**Dataset rows:**
--- START ---

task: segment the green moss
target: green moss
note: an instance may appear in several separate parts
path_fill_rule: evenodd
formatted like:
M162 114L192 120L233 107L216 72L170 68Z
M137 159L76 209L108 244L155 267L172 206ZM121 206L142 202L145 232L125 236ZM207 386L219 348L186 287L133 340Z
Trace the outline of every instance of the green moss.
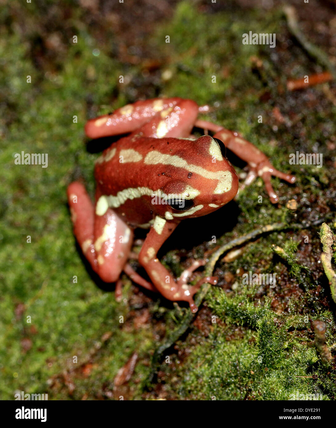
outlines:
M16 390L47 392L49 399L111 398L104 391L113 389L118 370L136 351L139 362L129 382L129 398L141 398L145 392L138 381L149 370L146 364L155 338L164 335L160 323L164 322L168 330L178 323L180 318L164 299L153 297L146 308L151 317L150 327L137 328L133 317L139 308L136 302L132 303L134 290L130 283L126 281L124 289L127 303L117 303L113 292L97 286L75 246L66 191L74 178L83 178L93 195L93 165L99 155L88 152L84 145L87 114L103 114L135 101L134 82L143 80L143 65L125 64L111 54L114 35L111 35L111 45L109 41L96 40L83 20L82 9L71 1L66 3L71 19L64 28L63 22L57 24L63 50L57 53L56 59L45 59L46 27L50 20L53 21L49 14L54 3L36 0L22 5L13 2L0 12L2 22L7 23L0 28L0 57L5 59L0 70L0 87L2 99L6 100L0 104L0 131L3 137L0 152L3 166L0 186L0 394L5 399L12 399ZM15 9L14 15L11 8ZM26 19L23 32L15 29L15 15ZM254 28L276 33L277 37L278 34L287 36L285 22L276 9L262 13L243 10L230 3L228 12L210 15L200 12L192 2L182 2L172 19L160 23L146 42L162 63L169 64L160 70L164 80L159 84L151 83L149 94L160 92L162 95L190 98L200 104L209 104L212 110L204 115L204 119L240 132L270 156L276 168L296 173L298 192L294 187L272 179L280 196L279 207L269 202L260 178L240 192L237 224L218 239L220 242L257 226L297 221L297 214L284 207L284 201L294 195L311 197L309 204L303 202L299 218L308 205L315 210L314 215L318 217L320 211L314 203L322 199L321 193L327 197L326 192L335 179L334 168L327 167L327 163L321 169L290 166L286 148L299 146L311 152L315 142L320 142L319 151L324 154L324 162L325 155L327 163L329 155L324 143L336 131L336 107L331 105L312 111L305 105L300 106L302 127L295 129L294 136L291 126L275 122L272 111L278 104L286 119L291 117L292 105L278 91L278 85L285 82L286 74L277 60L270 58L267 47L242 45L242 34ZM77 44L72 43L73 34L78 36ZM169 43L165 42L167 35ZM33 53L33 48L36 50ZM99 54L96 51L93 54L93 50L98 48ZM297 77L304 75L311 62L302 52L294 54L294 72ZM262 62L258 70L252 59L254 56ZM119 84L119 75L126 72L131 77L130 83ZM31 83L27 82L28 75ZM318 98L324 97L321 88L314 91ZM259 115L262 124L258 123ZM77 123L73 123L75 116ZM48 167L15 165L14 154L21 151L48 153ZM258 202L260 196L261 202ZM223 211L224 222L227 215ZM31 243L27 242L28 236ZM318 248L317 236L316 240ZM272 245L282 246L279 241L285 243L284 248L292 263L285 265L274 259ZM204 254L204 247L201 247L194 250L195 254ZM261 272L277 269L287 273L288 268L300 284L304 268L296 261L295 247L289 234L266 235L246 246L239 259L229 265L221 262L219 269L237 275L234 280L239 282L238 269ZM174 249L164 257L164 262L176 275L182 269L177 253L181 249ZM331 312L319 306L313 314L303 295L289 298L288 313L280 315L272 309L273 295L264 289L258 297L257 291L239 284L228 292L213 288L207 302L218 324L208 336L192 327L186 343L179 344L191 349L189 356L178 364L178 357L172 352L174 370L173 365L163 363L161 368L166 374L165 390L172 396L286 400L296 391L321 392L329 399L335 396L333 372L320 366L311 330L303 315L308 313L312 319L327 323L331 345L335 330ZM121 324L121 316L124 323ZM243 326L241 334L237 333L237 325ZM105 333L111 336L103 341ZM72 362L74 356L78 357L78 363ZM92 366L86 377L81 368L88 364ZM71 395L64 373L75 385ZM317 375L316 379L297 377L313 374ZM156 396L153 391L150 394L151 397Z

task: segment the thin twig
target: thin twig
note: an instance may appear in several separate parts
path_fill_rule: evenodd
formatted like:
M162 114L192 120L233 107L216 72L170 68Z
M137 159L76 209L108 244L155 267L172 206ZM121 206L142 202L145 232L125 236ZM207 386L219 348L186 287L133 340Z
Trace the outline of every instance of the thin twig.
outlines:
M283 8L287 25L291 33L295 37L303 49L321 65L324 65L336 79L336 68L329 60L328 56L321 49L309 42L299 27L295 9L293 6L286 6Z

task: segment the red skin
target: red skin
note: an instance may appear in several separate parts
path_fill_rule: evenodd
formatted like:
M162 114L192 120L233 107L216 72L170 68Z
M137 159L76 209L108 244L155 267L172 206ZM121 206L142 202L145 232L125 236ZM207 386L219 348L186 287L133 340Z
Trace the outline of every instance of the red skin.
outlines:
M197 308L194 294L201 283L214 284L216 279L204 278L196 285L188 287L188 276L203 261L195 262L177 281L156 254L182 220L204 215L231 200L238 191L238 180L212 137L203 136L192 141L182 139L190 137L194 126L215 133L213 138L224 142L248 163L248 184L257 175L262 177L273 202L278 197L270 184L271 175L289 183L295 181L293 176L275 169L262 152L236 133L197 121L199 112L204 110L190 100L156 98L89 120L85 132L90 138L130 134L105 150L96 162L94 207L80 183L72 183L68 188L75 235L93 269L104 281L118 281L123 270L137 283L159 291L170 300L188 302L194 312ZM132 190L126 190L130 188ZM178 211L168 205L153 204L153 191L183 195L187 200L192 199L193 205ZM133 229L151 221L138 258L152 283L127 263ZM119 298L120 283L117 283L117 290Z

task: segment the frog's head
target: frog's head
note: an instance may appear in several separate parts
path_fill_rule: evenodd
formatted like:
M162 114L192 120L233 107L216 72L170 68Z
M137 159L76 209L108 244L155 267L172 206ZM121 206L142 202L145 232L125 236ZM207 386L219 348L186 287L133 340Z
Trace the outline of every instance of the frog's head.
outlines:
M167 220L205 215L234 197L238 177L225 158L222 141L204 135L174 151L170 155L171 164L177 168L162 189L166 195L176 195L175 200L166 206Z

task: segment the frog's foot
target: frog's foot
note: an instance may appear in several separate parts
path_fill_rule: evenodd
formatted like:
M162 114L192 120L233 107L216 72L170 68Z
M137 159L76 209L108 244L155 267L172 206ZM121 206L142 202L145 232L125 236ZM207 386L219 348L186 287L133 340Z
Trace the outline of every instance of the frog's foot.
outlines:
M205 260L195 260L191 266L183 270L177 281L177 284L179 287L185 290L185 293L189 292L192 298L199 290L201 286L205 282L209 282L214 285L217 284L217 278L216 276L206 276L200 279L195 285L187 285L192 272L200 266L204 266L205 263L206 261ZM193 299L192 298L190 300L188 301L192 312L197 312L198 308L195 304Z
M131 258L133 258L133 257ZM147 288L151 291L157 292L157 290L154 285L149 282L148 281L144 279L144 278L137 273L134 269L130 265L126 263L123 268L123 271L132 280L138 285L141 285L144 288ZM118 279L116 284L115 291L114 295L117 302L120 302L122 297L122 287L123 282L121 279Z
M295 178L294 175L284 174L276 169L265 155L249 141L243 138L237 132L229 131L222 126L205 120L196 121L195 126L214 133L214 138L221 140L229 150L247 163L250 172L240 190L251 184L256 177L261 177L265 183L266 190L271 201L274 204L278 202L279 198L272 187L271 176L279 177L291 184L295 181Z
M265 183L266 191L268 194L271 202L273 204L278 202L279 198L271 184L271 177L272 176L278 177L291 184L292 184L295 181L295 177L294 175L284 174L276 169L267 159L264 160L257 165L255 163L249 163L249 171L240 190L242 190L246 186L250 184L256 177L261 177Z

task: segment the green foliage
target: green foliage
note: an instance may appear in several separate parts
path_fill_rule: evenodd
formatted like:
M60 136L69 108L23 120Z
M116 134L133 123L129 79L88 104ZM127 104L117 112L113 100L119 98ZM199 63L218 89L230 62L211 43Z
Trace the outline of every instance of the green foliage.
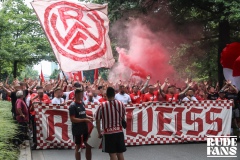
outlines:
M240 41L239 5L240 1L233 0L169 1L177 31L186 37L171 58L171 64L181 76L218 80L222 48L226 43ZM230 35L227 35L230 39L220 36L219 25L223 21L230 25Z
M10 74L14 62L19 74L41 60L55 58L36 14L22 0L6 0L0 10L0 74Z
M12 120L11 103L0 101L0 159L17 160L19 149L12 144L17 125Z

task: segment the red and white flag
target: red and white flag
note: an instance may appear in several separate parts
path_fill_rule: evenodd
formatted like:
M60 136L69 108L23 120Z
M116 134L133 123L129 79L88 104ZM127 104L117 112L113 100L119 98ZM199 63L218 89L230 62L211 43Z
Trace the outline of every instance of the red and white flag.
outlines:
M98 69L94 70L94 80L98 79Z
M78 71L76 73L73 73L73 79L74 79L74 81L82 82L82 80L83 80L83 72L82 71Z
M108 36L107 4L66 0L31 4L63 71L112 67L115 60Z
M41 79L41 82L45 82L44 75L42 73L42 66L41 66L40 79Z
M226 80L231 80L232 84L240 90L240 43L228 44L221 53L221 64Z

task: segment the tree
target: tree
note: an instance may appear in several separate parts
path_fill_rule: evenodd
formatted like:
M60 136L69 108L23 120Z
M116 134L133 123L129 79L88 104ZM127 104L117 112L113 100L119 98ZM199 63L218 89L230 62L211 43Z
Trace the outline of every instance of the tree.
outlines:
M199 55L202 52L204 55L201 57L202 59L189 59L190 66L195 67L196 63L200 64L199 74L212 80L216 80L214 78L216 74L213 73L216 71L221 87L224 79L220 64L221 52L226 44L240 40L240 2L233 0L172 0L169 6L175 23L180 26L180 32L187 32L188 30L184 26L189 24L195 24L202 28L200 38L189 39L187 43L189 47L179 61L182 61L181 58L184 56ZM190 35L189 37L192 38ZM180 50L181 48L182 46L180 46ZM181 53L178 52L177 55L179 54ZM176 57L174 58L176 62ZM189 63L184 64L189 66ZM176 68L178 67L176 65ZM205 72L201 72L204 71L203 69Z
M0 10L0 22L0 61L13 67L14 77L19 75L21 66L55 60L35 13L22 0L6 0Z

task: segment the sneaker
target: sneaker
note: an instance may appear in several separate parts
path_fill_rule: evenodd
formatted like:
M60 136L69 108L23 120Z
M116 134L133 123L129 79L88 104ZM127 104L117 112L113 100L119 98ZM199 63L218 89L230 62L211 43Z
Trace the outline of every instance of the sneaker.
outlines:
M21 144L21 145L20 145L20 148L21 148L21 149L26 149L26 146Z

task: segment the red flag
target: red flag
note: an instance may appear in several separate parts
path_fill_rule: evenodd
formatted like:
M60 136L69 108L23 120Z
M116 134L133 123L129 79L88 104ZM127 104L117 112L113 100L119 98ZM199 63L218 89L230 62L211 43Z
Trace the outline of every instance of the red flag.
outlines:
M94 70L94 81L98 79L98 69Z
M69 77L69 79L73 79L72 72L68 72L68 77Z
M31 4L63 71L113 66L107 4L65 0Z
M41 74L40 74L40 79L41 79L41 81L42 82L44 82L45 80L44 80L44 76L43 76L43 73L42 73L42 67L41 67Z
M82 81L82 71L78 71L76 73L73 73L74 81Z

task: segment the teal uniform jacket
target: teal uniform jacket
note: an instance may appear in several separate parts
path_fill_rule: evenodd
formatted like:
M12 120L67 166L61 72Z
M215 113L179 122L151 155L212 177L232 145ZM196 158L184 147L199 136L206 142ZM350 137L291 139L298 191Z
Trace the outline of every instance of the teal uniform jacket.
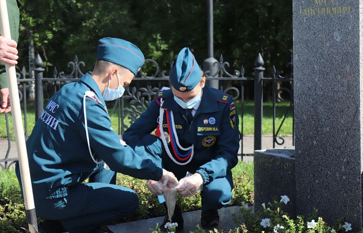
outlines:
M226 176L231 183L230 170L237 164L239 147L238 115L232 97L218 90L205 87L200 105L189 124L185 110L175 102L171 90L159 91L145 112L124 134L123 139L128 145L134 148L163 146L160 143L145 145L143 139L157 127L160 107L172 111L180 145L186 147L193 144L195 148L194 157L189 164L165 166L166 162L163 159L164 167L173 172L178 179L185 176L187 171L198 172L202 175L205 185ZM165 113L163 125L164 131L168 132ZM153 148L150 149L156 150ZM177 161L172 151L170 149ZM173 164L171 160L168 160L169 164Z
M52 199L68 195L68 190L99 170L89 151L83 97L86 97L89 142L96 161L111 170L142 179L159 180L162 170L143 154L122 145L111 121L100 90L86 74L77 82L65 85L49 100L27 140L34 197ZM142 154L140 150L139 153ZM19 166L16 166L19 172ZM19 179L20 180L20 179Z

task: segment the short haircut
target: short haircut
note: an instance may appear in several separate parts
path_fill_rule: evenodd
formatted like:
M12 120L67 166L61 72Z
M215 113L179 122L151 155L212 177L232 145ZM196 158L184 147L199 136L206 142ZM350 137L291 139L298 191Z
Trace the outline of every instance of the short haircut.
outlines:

--- END ---

**DIRECTIONS:** Find every line in the items that contains the word "jacket", and copy each of those lines. Matching is case-sensitive.

**THE COMPLETED TASK:**
task: segment the teal uniform jacket
target: teal uniform jacket
Trace the outline of every instance of the teal uniform jacket.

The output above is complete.